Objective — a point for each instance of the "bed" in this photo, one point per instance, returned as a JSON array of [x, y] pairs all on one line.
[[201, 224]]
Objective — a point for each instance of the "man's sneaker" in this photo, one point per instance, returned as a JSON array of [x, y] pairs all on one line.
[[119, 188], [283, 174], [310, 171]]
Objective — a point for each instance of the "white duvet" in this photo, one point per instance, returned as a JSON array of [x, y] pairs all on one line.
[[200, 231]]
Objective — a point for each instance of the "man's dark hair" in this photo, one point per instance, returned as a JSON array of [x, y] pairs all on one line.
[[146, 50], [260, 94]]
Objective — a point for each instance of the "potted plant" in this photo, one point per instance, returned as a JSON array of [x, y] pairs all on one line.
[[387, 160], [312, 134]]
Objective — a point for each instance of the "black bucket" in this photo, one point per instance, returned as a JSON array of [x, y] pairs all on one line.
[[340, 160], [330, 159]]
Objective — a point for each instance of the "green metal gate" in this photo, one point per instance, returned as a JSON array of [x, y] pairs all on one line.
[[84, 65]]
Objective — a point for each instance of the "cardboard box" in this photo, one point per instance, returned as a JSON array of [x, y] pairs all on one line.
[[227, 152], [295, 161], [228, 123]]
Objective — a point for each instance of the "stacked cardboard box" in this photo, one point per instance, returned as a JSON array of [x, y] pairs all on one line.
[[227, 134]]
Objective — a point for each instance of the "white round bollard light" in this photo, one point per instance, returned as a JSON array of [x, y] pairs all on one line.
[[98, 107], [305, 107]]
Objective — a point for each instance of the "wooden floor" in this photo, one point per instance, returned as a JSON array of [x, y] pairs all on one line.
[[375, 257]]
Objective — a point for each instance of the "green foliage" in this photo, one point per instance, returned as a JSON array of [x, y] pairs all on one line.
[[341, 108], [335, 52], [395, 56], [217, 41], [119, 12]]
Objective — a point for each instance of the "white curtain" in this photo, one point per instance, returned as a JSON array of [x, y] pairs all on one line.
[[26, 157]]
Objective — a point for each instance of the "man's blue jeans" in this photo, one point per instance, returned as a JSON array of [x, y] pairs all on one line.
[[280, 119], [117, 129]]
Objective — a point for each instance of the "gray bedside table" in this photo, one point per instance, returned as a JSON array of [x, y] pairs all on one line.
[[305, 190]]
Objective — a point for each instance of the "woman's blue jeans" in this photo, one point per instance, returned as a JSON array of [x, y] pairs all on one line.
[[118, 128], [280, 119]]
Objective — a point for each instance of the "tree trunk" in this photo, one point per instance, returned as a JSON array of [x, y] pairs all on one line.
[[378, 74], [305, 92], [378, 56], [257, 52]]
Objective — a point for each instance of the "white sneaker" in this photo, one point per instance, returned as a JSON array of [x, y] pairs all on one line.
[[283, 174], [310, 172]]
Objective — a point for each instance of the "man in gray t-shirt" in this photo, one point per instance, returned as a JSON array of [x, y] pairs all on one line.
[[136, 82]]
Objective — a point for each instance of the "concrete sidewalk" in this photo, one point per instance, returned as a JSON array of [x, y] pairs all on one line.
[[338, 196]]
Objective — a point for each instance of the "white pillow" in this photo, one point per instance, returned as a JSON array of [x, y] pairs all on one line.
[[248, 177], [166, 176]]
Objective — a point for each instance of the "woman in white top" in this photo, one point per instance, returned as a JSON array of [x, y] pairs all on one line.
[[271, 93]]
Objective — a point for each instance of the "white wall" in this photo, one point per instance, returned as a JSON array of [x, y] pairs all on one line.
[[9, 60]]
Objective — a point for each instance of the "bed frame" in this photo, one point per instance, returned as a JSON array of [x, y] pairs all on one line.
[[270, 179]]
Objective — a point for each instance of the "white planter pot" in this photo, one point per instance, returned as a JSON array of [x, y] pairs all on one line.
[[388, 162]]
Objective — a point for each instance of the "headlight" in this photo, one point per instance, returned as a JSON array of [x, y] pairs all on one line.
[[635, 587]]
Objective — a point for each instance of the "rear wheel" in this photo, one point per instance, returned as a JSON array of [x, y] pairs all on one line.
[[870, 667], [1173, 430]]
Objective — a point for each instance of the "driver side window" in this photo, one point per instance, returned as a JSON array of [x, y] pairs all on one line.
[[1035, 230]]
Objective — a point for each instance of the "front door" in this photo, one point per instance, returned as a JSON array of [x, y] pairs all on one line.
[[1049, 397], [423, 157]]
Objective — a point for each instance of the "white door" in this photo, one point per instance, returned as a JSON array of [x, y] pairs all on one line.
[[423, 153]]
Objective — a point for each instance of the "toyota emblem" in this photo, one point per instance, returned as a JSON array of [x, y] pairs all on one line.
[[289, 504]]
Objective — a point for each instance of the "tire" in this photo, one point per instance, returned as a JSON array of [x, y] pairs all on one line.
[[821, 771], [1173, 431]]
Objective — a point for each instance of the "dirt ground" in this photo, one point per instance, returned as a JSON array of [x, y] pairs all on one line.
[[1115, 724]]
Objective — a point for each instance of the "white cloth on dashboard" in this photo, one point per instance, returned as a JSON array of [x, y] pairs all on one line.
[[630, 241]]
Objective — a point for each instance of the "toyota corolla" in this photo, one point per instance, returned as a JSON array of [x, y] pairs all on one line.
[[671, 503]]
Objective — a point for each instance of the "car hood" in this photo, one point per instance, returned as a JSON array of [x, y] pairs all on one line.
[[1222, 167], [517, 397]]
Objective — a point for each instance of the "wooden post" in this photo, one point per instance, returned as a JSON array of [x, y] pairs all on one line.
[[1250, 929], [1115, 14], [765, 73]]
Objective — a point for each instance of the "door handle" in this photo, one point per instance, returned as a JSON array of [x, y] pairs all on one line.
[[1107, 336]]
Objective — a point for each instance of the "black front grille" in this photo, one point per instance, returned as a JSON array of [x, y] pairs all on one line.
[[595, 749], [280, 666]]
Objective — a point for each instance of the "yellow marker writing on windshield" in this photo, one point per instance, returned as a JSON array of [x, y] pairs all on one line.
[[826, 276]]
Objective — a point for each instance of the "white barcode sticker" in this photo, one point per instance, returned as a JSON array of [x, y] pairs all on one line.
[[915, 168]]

----------------------------------------

Write out all of the records above again, word for word, without changing anything.

→ **Solved problem**
Objective — a point for each instance of the "bed" in this photo, one point per instance, returned as a JSON array of [x, y] pairs all on one line.
[[201, 224]]
Objective — a point for each instance of the "man's sneaker" in this photo, one point per instance, returned as a JSON array of [x, y] pairs all on one line.
[[119, 188], [283, 174], [310, 171]]
Objective — a point for each instance of the "white duvet" in this photo, one point per instance, returned as a JSON array of [x, y] pairs all on one line.
[[200, 231]]
Objective — a point for each instance of the "man's dark hair" in this photo, one point per instance, returned as a JSON array of [x, y] pairs all on one line.
[[146, 50], [260, 94]]
Objective — a point for each instance of the "potted plant" in this photo, one point per instance, returned as a JSON array of [x, y] pairs all on one line.
[[387, 160], [312, 134]]
Objective — a point for each instance of the "black bucket" in this photo, one point per instance, returned as a JSON array of [x, y] pairs all on one line.
[[340, 160], [330, 159]]
Objective — a point for each instance of the "green metal gate" in this photo, one point per instance, returned as a JSON array of [x, y] pairs all on one line.
[[84, 65]]
Objective — a point for each instance of the "cardboard box" in this photo, one point per instance, returned as a JSON array of [x, y] pairs all on one line.
[[227, 152], [295, 161], [228, 123]]
Objective — a point for each instance of the "stacked cardboard box" in this photo, one point per instance, returned as a JSON array of [x, y] pairs all on one line.
[[227, 134]]
Objective — a point for each instance of the "white round bollard light" in this photo, one point per instance, returned as a JSON array of [x, y] pairs all on one line.
[[98, 107], [305, 107]]
Objective — a point for each instance of the "wooden floor" in this photo, one point per instance, returned as a JSON array of [x, y] pairs all on one line.
[[375, 257]]
Objective — a point for each instance of the "green foliage" in this photo, one point per instance, returned as a JSON array of [x, y] pairs all on one line.
[[341, 108], [335, 52], [395, 56], [217, 41], [119, 12]]
Objective — a point for each instance of the "white curtain" in this photo, one point per instance, returned as a JSON array of [x, y] pairs all on one line.
[[26, 157]]
Objective — a point for each instance of the "man's blue jeans" in this photo, one point per instance, returned as a JSON array of [x, y] pairs all on one line.
[[280, 119], [117, 129]]
Objective — a point for each instance of the "gray bedside table" in this photo, one point per instance, returned as a JSON array of [x, y] pairs all on one line.
[[305, 190]]
Objective — a point for each instance of the "woman's blue jeans" in this photo, one point per instance, returned as a JSON array of [x, y] pairs all on one line.
[[118, 128], [280, 119]]
Objective — a point for each instance of the "tree trunk" in this photo, one point per instance, returned as a JSON array of [x, y] pairs all on one line.
[[378, 74], [305, 92], [378, 56], [257, 52]]
Objective — a point for each instance of the "white sneaker" in this photo, one point per instance, returned as a JSON array of [x, y] pairs all on one line.
[[283, 174], [310, 172]]
Objective — a point for each instance of the "man in gray t-shirt" in this photo, one point per instance, returned as a JSON array of [x, y] pairs all on one line.
[[136, 82]]
Objective — a point for each instance of the "concrete sidewalk" in this photo, one point per instance, returned as a JSON array of [x, y] pairs all on one line.
[[338, 196]]
Objective — a point for each instance of the "white pillow" in this photo, one point per instance, returned as a JSON array of [x, y] pairs all on one line.
[[248, 177], [166, 176]]
Objective — a point for each instance of the "woman in white top" in this photo, one point per instance, returned as a JSON array of [x, y] pairs all on one line.
[[271, 93]]
Objective — a point for each instance of the "white wall" in this photo, one point per instance, returned as a JSON array of [x, y] pairs all on one line.
[[9, 60]]
Objective — a point for each instance of the "bed frame" in this photo, one point per instance, returned as a JSON array of [x, y] pairs all on one line.
[[270, 179]]
Objective — a point for each instance of the "white planter pot" in this photo, one point per instance, returned as a JSON array of [x, y] pairs all on one line.
[[388, 162]]
Objective — a point for each instance of the "headlight" in this photo, one point per instance, returned as a JSON array of [x, y] pairs all on one line.
[[635, 587]]
Objective — a point for each instance of the "rear wheel" in this photo, one point per instance, returned as a JSON array of [x, y] pairs all on one line.
[[870, 667], [1173, 430]]
Objective — a point for each instance of the "driver side window" in this photo, one point per instance, returned as a JSON array of [x, y] pairs all on one line.
[[1035, 230]]
Objective — a point for each instance of the "front door" in this photo, one point per instance, returned as a JSON array of [x, y] pairs all on one line.
[[1049, 397], [423, 157]]
Objective — a point for each instance of the "white door" in this photo, one point per instance, returned as a JSON array of [x, y] pairs all on one line.
[[423, 153]]
Objective — a point for each instance of the "toyota emblem" in this photo, one point per instance, returned as a JSON array of [x, y] pairs all on one line.
[[289, 504]]
Objective — a point for each instance of the "tire" in this photo, one point per instance, returned as a JSON array of [x, y] pairs all on one line.
[[821, 771], [1173, 431]]
Objective — a point for each instance of the "dirt ground" in this photo, one point per instance, returned as a JSON array of [x, y] pairs all on one line.
[[1115, 724]]
Objective — a point for each instance of the "white cloth on dashboard" in this photo, one point per instance, returned as a JSON array of [x, y] pairs all on one line.
[[630, 241]]
Objective — a point for each instance of the "toyota corolla" in this photo, one point per instance, returned as a JSON array of [x, y] pairs all on one line.
[[671, 503]]
Objective — a point for each instance of the "car hood" in this photo, one point per instance, returned as a JSON array of [x, y] pairs all on one line.
[[1222, 167], [517, 397]]
Objective — a point for each instance of the "wooden post" in this photo, one point per instance, returned as a JSON array of [x, y] pairs all on one line.
[[1250, 929], [1115, 14], [765, 73]]
Objective — a point for each instance of the "door handle" in this photo, one point per instance, returned as a JSON array of [x, y] pairs all on one line.
[[1107, 336]]
Objective — a point for each instance of the "black front grille" in this photo, one point per instance, returned as a JSON array of [x, y] pairs all on one line.
[[595, 749], [280, 666]]
Objective — a point for each instance of the "yellow marker writing on windshield" in this photo, one point per instance, returned as a JSON array of [x, y] pairs all on one line.
[[826, 276]]
Objective — a point for each instance of the "white barcode sticker" in this photo, one point per instance, returned as a JSON array of [x, y] pairs all on one line.
[[915, 168]]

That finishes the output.